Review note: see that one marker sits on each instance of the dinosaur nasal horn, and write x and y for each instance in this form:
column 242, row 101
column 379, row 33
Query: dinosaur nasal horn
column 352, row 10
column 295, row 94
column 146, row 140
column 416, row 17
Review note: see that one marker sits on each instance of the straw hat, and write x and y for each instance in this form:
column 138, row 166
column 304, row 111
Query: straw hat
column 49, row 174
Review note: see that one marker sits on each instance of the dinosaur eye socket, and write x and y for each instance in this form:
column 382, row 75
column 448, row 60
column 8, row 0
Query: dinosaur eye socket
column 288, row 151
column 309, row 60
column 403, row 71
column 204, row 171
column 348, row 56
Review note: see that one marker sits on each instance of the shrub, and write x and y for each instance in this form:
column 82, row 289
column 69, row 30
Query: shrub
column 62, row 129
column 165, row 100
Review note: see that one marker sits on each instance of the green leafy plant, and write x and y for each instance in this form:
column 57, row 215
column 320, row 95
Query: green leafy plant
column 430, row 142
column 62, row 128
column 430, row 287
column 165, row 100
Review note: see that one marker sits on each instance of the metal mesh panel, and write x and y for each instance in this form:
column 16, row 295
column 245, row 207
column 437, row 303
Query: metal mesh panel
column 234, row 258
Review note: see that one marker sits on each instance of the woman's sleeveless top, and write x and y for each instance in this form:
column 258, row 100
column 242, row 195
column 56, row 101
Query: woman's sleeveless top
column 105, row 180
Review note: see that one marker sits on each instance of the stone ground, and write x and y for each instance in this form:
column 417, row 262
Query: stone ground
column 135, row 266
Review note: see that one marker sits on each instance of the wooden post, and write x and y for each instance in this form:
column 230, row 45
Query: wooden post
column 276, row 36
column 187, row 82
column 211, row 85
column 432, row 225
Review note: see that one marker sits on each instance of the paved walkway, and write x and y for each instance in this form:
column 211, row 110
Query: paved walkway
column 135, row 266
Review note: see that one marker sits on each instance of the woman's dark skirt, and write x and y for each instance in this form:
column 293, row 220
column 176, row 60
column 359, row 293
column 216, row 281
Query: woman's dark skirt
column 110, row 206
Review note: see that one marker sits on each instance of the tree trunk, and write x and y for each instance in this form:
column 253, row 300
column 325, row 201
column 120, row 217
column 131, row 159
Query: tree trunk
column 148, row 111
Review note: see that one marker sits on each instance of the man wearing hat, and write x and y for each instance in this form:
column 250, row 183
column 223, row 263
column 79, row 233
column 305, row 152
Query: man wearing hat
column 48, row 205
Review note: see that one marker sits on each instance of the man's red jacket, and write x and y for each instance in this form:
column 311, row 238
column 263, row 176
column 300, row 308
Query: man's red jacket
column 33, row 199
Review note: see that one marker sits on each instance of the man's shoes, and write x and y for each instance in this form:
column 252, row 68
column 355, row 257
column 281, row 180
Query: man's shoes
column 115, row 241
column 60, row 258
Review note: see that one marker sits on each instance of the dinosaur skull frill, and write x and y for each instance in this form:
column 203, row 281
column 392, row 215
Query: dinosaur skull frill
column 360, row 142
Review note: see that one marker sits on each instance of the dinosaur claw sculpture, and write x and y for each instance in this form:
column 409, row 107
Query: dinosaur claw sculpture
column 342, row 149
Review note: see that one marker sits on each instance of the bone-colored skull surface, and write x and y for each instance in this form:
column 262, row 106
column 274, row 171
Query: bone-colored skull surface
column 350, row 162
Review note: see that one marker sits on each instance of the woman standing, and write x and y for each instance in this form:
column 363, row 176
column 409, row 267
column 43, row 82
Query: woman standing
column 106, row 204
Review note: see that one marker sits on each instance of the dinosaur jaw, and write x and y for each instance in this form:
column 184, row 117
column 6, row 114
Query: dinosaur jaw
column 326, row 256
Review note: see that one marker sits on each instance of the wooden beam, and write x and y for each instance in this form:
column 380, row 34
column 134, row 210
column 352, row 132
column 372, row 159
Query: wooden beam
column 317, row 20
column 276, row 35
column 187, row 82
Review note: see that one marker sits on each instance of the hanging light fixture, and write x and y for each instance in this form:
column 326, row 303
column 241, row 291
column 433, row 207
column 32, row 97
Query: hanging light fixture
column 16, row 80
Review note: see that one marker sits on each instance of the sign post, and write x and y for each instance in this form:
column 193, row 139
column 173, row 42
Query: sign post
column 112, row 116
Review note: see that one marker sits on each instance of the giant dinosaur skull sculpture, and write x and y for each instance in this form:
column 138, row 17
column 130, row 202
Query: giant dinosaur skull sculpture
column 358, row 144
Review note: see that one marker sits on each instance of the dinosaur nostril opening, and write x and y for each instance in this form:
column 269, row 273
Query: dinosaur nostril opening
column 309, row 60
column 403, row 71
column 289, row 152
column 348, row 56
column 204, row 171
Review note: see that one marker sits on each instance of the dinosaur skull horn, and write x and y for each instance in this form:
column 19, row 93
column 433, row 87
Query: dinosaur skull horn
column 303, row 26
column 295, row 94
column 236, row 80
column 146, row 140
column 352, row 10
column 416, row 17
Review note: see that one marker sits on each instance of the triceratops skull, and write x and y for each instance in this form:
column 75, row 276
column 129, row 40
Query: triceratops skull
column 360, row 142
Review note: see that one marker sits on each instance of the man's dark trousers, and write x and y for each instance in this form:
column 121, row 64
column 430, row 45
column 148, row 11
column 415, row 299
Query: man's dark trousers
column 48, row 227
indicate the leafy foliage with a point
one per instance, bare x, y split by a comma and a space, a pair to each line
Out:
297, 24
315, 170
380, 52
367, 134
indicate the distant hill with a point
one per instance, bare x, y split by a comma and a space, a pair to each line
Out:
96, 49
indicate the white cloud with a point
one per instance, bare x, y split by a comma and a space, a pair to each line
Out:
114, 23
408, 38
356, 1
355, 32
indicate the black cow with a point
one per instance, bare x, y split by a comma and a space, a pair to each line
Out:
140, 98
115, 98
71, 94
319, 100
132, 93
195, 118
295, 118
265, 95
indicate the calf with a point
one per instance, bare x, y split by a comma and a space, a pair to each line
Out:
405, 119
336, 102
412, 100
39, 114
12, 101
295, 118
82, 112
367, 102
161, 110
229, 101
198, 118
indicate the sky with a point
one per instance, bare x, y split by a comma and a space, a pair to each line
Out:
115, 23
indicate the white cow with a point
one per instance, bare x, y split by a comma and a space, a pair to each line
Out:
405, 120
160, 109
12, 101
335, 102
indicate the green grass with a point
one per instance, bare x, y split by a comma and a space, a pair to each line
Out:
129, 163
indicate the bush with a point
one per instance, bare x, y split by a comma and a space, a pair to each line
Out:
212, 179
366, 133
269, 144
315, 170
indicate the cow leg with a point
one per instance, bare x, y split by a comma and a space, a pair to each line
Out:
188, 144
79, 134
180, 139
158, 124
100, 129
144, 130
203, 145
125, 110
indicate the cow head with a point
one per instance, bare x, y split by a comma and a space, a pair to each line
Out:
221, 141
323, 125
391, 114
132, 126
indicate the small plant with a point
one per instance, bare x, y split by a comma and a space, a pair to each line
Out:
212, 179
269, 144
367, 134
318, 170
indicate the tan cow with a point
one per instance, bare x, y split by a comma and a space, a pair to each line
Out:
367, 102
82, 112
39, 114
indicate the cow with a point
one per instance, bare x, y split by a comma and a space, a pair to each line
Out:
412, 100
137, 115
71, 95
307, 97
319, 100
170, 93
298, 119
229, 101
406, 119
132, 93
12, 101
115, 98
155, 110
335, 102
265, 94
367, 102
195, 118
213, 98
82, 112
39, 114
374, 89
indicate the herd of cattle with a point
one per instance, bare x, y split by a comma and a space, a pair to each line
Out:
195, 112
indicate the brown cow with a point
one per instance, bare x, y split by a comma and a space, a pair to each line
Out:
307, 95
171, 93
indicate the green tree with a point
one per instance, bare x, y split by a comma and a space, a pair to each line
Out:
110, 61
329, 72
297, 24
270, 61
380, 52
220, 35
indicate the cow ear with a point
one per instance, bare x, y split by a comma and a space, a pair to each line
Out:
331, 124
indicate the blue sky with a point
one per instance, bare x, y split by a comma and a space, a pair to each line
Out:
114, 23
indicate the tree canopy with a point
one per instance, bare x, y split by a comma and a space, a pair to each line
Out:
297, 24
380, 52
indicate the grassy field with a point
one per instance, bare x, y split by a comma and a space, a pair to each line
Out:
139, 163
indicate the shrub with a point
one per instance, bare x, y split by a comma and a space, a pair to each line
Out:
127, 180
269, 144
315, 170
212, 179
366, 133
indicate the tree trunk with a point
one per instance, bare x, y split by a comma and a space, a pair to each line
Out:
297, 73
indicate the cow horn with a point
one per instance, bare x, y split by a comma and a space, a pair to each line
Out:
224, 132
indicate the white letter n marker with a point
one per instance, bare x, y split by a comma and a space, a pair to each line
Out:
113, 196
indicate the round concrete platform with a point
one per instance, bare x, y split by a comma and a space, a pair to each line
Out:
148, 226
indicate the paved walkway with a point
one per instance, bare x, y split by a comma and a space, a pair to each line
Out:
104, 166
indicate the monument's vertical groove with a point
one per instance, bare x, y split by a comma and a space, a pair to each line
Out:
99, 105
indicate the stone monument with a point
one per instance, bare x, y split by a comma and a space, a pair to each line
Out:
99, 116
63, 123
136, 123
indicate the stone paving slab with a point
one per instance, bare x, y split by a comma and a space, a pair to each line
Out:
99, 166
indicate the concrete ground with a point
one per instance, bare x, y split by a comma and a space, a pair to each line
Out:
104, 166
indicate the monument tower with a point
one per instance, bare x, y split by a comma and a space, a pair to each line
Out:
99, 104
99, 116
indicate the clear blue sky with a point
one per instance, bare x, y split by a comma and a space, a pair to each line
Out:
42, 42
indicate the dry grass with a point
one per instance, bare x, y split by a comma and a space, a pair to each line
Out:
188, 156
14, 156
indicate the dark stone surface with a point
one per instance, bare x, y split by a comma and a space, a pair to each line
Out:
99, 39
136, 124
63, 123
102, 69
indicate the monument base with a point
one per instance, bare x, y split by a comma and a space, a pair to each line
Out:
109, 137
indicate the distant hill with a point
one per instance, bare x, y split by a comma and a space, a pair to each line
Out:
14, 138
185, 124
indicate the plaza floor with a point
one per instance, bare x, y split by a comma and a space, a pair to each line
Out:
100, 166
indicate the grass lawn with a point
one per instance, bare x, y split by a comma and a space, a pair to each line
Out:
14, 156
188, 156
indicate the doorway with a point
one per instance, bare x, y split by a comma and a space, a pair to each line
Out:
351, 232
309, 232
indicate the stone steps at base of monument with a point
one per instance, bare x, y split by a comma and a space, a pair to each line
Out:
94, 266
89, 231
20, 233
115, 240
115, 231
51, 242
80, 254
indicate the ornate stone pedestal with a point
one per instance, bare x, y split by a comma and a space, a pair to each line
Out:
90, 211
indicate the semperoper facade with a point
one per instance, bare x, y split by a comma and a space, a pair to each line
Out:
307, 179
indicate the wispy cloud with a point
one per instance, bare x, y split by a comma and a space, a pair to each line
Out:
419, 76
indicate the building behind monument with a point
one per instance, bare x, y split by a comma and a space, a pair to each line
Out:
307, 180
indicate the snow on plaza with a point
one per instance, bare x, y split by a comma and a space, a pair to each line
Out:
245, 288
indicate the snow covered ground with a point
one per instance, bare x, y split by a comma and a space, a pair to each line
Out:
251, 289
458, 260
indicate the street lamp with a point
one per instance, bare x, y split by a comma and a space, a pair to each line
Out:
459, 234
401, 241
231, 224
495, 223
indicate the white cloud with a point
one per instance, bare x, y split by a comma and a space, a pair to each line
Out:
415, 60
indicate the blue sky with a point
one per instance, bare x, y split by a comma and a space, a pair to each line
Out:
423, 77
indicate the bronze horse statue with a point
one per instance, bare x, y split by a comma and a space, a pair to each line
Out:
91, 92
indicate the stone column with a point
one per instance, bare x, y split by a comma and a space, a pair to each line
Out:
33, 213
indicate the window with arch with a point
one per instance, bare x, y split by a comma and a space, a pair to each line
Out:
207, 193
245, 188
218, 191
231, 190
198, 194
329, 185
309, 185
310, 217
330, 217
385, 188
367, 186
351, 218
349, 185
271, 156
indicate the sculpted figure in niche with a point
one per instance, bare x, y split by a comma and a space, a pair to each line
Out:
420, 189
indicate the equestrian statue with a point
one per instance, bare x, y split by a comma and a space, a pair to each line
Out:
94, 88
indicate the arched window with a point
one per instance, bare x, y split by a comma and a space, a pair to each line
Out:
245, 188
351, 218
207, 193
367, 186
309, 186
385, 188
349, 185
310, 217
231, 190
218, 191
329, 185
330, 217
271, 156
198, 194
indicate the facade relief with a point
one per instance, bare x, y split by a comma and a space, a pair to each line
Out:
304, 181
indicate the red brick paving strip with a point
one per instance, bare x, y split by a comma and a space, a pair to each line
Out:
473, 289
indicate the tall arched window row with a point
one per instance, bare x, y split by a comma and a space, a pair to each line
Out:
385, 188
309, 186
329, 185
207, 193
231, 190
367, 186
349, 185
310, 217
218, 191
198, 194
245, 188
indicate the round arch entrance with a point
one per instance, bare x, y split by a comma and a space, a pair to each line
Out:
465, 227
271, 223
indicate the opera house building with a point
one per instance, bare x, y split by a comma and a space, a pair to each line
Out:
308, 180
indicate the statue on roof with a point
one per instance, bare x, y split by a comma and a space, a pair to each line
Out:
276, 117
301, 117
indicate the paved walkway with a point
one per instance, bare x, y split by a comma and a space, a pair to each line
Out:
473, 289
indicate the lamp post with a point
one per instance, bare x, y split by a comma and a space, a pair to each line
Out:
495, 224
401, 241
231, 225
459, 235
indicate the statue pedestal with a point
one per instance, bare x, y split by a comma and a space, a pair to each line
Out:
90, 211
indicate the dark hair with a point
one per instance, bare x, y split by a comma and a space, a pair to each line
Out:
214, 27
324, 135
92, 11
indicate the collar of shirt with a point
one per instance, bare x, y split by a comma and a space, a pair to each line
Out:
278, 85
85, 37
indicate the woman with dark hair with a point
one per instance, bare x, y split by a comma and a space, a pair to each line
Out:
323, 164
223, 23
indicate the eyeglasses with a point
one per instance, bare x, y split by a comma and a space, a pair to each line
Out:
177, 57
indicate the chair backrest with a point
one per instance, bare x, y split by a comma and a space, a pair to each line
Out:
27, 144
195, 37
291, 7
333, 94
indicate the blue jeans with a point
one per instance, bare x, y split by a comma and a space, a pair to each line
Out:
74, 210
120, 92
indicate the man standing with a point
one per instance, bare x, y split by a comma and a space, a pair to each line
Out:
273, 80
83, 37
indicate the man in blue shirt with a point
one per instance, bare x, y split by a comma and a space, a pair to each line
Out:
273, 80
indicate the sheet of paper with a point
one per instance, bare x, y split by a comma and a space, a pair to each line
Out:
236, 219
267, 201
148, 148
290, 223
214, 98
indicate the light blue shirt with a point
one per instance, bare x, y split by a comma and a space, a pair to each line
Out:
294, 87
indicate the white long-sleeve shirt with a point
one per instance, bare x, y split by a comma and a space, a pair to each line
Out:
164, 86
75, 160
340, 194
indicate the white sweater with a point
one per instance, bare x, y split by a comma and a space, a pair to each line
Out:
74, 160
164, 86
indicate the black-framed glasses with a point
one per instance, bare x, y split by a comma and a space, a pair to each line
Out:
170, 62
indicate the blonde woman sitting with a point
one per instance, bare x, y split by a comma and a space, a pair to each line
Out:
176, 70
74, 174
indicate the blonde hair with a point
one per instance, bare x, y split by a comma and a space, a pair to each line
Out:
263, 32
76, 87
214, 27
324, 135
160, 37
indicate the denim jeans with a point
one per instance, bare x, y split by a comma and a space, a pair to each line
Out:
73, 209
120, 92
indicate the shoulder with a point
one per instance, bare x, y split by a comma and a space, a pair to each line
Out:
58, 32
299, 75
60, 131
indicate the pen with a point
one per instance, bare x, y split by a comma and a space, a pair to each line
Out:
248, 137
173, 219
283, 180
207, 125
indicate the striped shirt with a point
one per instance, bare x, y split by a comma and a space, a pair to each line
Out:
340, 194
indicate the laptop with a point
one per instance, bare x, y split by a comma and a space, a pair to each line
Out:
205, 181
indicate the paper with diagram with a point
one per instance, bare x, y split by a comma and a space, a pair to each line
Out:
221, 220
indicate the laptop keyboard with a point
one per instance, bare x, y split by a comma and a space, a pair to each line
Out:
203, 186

WHAT YOU ARE ASKED TO DO: Return exactly the lines from the line bearing "indicate the black-framed" to the end of the records, inclusive of both; include no other lines.

FULL OUTPUT:
indicate the black-framed glasses with a point
one per instance, bare x, y split by a comma and a space, a pair to each line
Out:
170, 62
indicate the blonde woman sitting with a point
one per instance, bare x, y split by a comma and a space, a pair to each line
Out:
176, 70
74, 174
indicate the blonde hair with a point
one per instance, bare x, y split by a comma and a space, a pair to each line
Out:
263, 32
76, 87
214, 27
324, 135
160, 37
indicate the denim jeans with a point
one per instance, bare x, y split by a comma and a space, a pair to each line
Out:
73, 209
120, 92
indicate the shoulder with a point
one per instance, bare x, y split by a comma and a space, a pair to each line
Out:
58, 32
299, 75
60, 131
indicate the pen with a point
one per instance, bare x, y split by a comma and a space, a pair to each line
Out:
248, 137
173, 219
283, 180
207, 125
indicate the striped shirt with a point
one per instance, bare x, y split by a comma and a space, a pair to each line
Out:
340, 194
indicate the laptop with a point
one per instance, bare x, y split by a comma and a space, a pair to each line
Out:
205, 181
indicate the paper with diagram with a point
one per instance, bare x, y split by a comma and a space, a pair to each line
Out:
221, 220
indicate the laptop keyboard with a point
one per instance, bare x, y split by a comma and a space, a pair to each line
Out:
203, 186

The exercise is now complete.